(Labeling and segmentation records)
Start

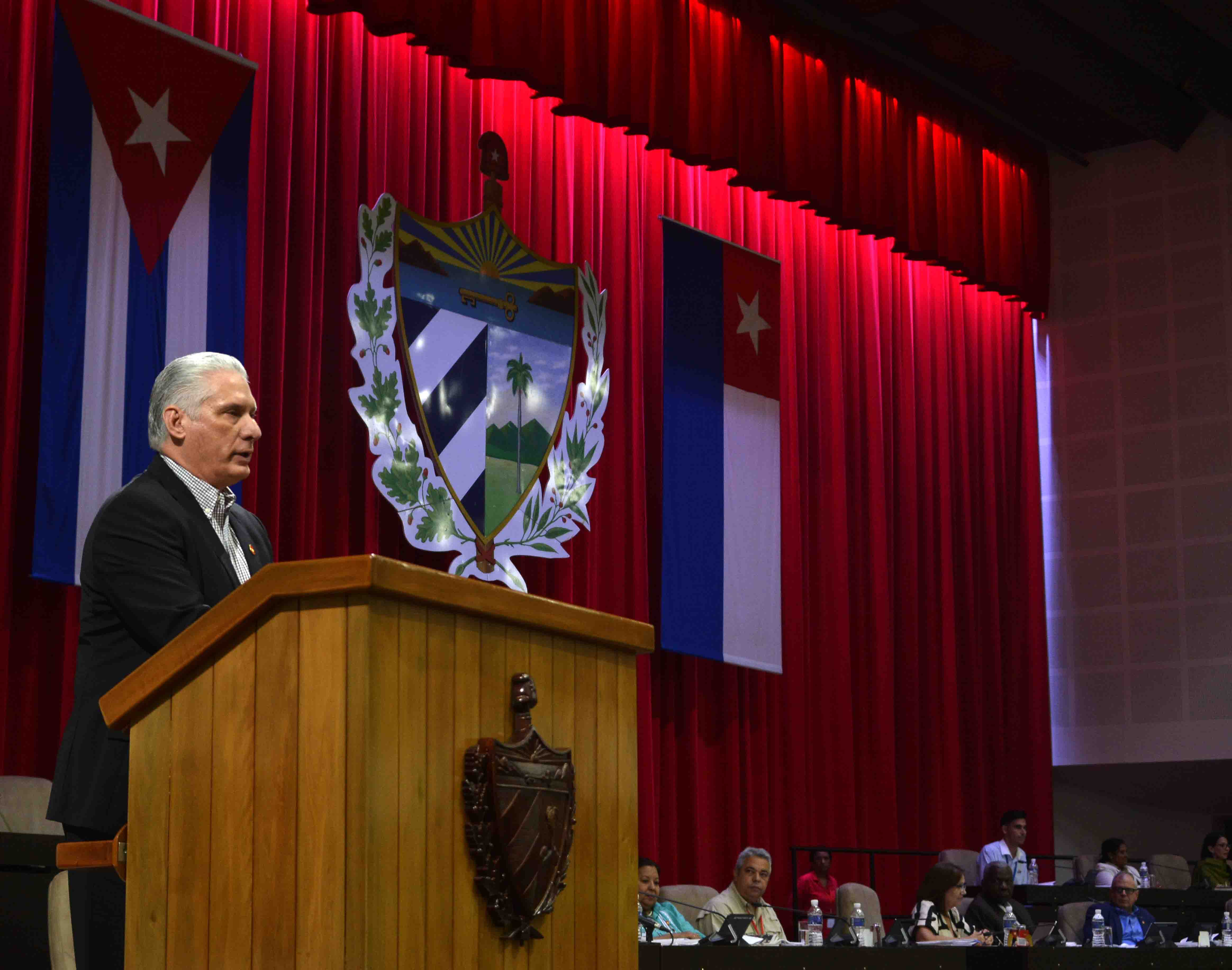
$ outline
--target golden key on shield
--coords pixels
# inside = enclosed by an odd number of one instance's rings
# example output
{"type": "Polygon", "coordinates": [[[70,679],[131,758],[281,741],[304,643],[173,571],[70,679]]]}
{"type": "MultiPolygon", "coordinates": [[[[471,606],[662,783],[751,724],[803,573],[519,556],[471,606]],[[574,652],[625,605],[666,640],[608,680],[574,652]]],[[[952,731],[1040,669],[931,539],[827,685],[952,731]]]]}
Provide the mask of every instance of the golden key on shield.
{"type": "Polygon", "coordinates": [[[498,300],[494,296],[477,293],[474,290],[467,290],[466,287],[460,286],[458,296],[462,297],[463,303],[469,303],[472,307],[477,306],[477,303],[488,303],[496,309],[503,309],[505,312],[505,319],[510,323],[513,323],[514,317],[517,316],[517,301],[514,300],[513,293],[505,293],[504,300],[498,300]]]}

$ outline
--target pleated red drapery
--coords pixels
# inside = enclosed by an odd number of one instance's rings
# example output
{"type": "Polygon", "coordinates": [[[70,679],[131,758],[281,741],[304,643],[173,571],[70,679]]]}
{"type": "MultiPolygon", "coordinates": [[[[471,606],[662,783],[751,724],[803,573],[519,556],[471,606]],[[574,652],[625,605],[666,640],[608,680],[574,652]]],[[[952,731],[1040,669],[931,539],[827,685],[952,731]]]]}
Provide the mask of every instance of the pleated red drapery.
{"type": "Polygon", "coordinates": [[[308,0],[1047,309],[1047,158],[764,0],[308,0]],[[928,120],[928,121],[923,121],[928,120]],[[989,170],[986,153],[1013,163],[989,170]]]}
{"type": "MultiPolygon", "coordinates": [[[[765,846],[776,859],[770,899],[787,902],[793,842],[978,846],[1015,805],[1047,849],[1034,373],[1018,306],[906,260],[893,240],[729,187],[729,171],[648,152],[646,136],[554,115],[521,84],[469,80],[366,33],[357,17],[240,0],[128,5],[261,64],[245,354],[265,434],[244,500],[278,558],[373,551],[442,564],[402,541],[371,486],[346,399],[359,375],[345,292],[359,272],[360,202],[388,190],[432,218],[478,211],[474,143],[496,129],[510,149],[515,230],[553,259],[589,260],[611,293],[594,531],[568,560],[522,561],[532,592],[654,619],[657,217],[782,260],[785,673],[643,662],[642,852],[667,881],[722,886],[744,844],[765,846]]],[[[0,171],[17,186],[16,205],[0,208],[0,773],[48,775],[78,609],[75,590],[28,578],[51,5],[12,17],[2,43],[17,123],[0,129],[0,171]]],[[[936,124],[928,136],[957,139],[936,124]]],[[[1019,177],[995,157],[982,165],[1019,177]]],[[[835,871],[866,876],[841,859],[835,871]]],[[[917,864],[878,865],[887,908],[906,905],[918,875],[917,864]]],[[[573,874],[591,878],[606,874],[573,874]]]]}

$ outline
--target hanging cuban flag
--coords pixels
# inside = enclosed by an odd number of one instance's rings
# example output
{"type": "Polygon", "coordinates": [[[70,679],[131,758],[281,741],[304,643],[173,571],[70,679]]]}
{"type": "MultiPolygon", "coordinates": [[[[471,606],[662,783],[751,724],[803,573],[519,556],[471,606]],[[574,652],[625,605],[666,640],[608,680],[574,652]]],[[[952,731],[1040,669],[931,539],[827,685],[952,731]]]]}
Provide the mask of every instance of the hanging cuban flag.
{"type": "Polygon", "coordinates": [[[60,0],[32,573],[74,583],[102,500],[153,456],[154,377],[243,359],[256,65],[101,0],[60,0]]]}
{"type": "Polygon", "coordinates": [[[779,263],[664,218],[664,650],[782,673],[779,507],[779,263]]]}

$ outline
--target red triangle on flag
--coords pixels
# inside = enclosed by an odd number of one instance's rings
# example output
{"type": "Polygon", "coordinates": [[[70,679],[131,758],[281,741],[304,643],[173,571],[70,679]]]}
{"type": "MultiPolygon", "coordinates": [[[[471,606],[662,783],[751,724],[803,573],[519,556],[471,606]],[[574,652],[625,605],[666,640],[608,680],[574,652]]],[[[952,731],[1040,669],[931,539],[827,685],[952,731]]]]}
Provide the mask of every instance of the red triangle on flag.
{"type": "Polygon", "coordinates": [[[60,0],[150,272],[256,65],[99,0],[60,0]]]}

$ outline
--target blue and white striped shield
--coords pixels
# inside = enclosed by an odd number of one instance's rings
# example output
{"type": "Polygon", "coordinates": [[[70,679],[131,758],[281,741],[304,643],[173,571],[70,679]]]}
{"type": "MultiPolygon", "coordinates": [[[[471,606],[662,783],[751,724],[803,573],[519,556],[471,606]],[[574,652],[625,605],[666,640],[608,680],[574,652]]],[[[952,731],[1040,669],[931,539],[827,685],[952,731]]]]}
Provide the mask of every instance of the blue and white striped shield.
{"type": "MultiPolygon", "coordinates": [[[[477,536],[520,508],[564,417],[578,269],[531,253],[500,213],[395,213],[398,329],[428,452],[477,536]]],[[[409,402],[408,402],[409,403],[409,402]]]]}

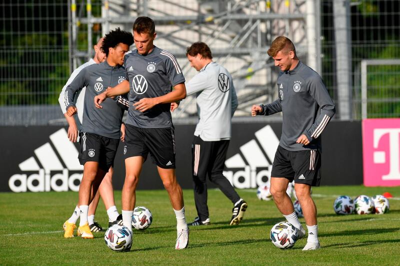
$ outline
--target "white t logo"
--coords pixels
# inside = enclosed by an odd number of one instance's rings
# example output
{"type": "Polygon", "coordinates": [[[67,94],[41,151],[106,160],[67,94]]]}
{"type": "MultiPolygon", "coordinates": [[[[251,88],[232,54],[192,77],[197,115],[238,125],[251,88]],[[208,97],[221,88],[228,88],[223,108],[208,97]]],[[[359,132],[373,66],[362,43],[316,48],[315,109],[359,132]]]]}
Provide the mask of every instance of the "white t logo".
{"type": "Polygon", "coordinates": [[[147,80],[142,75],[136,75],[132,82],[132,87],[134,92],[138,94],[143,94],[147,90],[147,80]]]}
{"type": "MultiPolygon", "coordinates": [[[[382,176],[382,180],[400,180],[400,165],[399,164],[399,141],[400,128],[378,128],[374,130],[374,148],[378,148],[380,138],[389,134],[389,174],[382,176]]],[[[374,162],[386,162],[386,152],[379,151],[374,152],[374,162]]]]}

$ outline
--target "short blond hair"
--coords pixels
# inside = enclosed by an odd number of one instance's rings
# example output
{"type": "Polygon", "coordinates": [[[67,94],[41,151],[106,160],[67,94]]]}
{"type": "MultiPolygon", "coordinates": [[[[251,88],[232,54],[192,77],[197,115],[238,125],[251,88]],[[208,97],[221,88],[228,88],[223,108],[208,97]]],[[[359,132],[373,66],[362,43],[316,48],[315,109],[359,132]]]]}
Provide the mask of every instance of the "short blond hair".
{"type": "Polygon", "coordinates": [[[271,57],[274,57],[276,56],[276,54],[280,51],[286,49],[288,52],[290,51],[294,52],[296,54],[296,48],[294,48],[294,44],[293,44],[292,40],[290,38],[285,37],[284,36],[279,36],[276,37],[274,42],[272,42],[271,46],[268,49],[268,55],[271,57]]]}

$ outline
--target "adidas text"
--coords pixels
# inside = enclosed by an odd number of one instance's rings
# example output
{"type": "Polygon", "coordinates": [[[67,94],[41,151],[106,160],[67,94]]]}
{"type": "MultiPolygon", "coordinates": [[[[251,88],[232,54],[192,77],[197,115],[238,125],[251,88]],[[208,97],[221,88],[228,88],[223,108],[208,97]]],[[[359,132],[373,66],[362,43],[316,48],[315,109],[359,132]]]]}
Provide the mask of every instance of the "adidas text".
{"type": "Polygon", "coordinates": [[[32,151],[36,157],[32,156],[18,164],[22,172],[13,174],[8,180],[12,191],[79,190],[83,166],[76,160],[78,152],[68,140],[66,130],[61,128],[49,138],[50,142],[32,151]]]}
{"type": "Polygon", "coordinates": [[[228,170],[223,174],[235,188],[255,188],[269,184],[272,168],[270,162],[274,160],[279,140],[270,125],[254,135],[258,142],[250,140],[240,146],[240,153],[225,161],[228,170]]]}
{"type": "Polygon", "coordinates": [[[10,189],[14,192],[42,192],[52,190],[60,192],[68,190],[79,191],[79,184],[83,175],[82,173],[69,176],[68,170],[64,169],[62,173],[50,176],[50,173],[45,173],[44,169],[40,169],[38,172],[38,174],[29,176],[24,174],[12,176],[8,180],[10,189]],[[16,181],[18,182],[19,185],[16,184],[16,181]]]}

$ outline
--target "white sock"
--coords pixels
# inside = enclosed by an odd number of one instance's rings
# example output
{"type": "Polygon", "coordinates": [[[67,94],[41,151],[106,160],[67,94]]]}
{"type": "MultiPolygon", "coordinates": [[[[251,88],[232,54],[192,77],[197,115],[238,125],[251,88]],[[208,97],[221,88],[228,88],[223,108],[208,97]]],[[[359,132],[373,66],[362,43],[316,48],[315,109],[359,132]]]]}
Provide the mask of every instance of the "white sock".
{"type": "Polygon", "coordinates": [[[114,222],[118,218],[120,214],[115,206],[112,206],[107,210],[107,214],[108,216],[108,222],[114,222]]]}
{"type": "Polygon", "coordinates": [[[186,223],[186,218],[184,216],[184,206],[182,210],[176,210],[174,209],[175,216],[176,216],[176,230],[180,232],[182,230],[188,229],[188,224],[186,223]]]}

End

Problem>
Copy out every line of the records above that contains the string "short".

Solution below>
--target "short blond hair"
Provide the mask of every instance of the "short blond hair".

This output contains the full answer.